[正文]:
结合React源码，五分钟带你掌握优先队列-rocketmq优先级队列

最近写一个需求用到了优先队列和二叉堆的相关知识，借此机会梳理了一些二叉堆的相关知识分享给大家。

什么是优先队列

优先队列是数据结构中的基础概念，与队列先进先出(FIFO)的出队顺序不同的是，它的出队顺序与元素的优先级相关。
例如 React 的时间分片(React Fiber)，它将渲染任务分了优先级，出队的顺序与任务的“重要程度”存在关系，那么满足这种情况的数据结构就是优先队列。

优先队列的操作

插入：在优先队列中插入元素，并使队列“有序”
删除最大/最小值：删除并返回最大/最小的元素，并使队列“有序”
查找最大/最小关键字：查找最大/最小的值

优先队列的实现比较

优先队列可以由以上多种方式实现，而优先队列的主要操作是插入和删除，其中二叉搜索树和二叉堆这两项操作的时间复杂度均为 logn ,但二叉树在多次删除之后容易导致树的倾斜，同时查找成本也高于二叉堆，所以最终二叉堆是比较符合实现优先队列的数据结构。

二叉堆

在二叉堆中数组中，要保证每个元素都小于(大于)或等于另外两个特定位置的元素。例如下图的树中，父节点总是小于或等于子节点。

对于二叉堆有如下性质：

节点 k 的父节点下标为 k / 2(向下取整)
已某节点为根节点的子树，该节点是这颗树的极值

二叉堆的操作

插入

二叉堆的插入非常简单，只需要在二叉堆的最后添加要插入的内容，并将其“上浮”到正确位置。

尝试在上面的二叉堆中插入新元素 9，过程如下：

在尾部插入元素 9，与父节点进行对比，有序性被破坏，与父元素替换位置。

标注物体所在位置的数据集记录:
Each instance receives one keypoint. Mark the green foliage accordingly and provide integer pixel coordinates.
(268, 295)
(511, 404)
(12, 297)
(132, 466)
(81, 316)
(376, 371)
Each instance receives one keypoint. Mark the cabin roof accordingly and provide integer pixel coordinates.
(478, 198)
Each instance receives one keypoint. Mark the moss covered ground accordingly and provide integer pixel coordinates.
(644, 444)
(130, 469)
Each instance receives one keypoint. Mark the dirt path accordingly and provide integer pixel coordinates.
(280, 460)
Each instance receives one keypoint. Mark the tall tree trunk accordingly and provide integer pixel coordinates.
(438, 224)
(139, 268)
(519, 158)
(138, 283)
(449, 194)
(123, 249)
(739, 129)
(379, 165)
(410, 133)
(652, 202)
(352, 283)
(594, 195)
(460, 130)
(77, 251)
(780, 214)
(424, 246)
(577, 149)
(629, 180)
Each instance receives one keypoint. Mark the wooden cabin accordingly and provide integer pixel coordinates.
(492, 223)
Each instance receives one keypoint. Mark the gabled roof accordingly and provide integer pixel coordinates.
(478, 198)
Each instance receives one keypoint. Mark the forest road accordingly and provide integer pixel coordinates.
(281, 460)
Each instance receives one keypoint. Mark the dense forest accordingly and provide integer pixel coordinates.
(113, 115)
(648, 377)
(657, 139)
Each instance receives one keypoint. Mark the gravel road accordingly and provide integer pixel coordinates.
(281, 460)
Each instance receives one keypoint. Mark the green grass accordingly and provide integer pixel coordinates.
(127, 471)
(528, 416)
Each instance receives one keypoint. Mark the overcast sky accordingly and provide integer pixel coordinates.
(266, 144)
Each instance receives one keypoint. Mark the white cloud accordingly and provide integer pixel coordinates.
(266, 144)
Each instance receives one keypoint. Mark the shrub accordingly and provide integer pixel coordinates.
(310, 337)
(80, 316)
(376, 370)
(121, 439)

[任务列表]:
(1) 修改正文中以含有“节点 k 的父节点下标为”的文字开头、以“在尾部插入元素 9，与父节点进行对比，有序性被破坏，与父元素替换位置。”结尾的部分，将其中的“父节点”一律替换为“双亲节点”后完整写出。
(2) 照原样誊录记录中以包含“Each instance receives one keypoint. Mark the white”的一行开头、直至记录末尾的部分，首尾两行均包括在内。
上述记录与正文并无关联。

[逐项答案]:
(1)
节点 k 的双亲节点下标为 k / 2(向下取整)
已某节点为根节点的子树，该节点是这颗树的极值

二叉堆的操作

插入

二叉堆的插入非常简单，只需要在二叉堆的最后添加要插入的内容，并将其“上浮”到正确位置。

尝试在上面的二叉堆中插入新元素 9，过程如下：

在尾部插入元素 9，与双亲节点进行对比，有序性被破坏，与父元素替换位置。

(2)
Each instance receives one keypoint. Mark the white cloud accordingly and provide integer pixel coordinates.
(266, 144)
Each instance receives one keypoint. Mark the shrub accordingly and provide integer pixel coordinates.
(310, 337)
(80, 316)
(376, 370)
(121, 439)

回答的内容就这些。